Text passage
- - - -
Search code examples
pythonpysparkgoogle-colaboratorypy4j

py4j.protocol.Py4JNetworkError: Answer from Java side is empty while trying to execute df.show(5)


I'm a newbie in PySpark and I got stuck at one point. Here I'm trying to do an analysis of the Twitter data dump in Parquet files through PySpark. I'm trying to read a parquet file in Pyspark on Google CoLab and it works fine up until I try to run "df.show(5)". I think there is some issue with memory of the driver and the executor but I'm not sure and also I don't know how much can I change it to. I'm using Google Colab Pro+. I have included the entire error below. This is after I build a SparkSession and do spark.read.parquet and then when I try to run df.show(5), it gives me this error.

Error along with all the exceptions:

ERROR:root:Exception while sending command.
Traceback (most recent call last):
  File "/content/spark-3.2.0-bin-hadoop3.2/python/lib/py4j-0.10.9.2-src.zip/py4j/clientserver.py", line 480, in send_command
    raise Py4JNetworkError("Answer from Java side is empty")
- - - -
Collected material
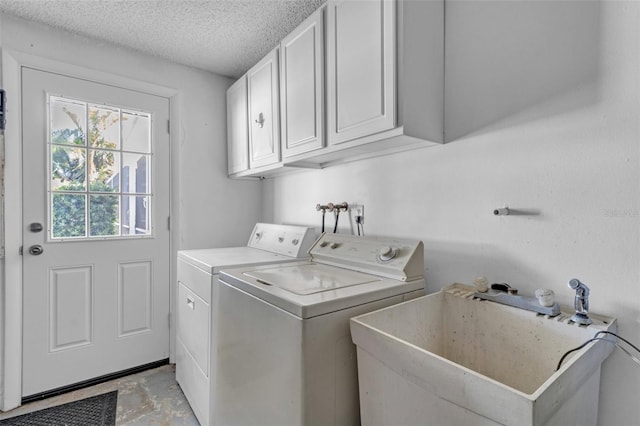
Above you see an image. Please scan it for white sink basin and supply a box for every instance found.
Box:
[351,284,616,426]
- - - -
Objectives
1 - In the PySpark error thread, which Google Colab plan is the poster using?
2 - Carry on the PySpark error thread from the point at which it ends.

Answers
1 - Google Colab Pro+.

2 -
py4j.protocol.Py4JNetworkError: Answer from Java side is empty

During handling of the above exception, another exception occurred:

Traceback (most recent call last):
  File "/content/spark-3.2.0-bin-hadoop3.2/python/lib/py4j-0.10.9.2-src.zip/py4j/java_gateway.py", line 1038, in send_command
    response = connection.send_command(command)
  File "/content/spark-3.2.0-bin-hadoop3.2/python/lib/py4j-0.10.9.2-src.zip/py4j/clientserver.py", line 504, in send_command
    "Error while sending or receiving", e, proto.ERROR_ON_RECEIVE)
py4j.protocol.Py4JNetworkError: Error while sending or receiving
ERROR:root:Exception while sending command.
Traceback (most recent call last):
  File "/usr/local/lib/python3.7/dist-packages/IPython/core/interactiveshell.py", line 2882, in run_code
    exec(code_obj, self.user_global_ns, self.user_ns)
  File "<ipython-input-14-eb589bae8d4b>", line 1, in <module>
    df.show(5)
  File "/content/spark-3.2.0-bin-hadoop3.2/python/pyspark/sql/dataframe.py", line 494, in show
    print(self._jdf.showString(n, 20, vertical))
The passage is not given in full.